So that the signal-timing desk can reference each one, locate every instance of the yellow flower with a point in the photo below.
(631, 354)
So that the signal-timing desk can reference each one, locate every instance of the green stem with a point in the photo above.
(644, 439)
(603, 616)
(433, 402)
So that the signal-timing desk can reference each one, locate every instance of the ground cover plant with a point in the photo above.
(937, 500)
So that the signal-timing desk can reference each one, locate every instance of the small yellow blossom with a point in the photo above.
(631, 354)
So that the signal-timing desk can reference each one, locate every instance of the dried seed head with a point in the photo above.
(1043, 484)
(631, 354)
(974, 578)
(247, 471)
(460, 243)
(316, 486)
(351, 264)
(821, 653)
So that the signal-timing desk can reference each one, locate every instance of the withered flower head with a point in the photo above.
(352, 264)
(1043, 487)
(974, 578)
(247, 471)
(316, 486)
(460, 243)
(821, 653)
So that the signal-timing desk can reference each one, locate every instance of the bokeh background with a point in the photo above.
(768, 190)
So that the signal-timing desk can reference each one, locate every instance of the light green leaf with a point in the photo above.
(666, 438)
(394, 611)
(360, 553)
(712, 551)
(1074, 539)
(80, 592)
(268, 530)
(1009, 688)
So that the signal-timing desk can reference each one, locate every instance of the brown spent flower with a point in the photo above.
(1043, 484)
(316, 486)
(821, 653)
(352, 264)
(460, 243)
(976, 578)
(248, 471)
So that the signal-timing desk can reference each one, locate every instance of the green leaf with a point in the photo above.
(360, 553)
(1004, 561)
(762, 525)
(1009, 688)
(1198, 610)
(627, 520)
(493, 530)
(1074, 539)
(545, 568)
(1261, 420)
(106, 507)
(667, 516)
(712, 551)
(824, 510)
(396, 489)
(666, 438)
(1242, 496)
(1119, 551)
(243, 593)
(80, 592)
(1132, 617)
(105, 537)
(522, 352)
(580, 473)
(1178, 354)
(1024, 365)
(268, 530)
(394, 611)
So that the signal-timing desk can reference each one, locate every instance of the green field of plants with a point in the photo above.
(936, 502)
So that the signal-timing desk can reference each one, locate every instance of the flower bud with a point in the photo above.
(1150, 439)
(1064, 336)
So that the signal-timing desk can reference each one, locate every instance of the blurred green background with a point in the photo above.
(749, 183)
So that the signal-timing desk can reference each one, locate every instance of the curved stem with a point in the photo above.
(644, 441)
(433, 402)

┄┄┄┄┄┄┄┄┄┄┄┄┄┄┄┄┄┄┄┄

Copy all of the entries above word for word, keeping every line in its original order.

So that the signal-timing desk can reference each one, locate every instance of the yellow flower with a point in the photo below.
(631, 354)
So that the signal-timing desk can reference each one, locate every instance of the green stem with a point in the photo above.
(644, 439)
(603, 616)
(433, 402)
So that the signal-timing desk can reference each one, locate every instance of the ground cover plant with a point in the photo above.
(937, 500)
So that the signal-timing desk can reference each one, locate every instance of the small yellow blossom with a point in the photo above.
(631, 354)
So that the signal-timing desk can reference each one, locate every instance of the dried seed head with a point in the photo above.
(1043, 484)
(631, 354)
(974, 578)
(247, 471)
(460, 243)
(316, 486)
(351, 264)
(821, 653)
So that the signal-timing desk can reference each one, locate every instance of the withered flower head with a point in the photo above.
(352, 264)
(1043, 487)
(974, 578)
(247, 471)
(316, 486)
(460, 243)
(821, 653)
So that the signal-timing desk can reference each one, locate every instance of the bokeh background with a point in the photo above.
(768, 190)
So that the signal-timing desk can reference each one, locate every instance of the light green leaf with a point in the photo above.
(666, 438)
(394, 611)
(360, 553)
(712, 551)
(1074, 539)
(80, 592)
(268, 530)
(1009, 688)
So that the signal-timing desk can reference each one, locate every instance of the brown spent flower with a point in the photo above.
(1043, 484)
(316, 486)
(821, 653)
(352, 264)
(460, 243)
(976, 578)
(248, 471)
So that the signal-timing desk can reference each one, locate every instance of the green leaf with a point in the photo above.
(360, 553)
(1004, 561)
(762, 525)
(1009, 688)
(1198, 610)
(627, 520)
(493, 530)
(1074, 539)
(545, 568)
(1261, 420)
(106, 507)
(667, 516)
(712, 551)
(824, 510)
(396, 489)
(666, 438)
(1242, 496)
(1119, 551)
(243, 593)
(80, 592)
(1132, 617)
(105, 537)
(522, 352)
(580, 473)
(1178, 354)
(1024, 365)
(268, 530)
(394, 611)
So that the signal-timing desk can reference each one, locate every instance of the green field of plants with a point in the photo above.
(936, 502)
So that the signal-timing desk can reference each one, locate every instance of the flower bud with a point in the photo above.
(1150, 439)
(1064, 336)
So that the signal-timing desk can reference each one, locate every instance of the blurred green background with a point in the photo above.
(749, 183)
So that the signal-timing desk can reference each one, locate every instance of the curved stem with a point in the photo above.
(644, 441)
(433, 402)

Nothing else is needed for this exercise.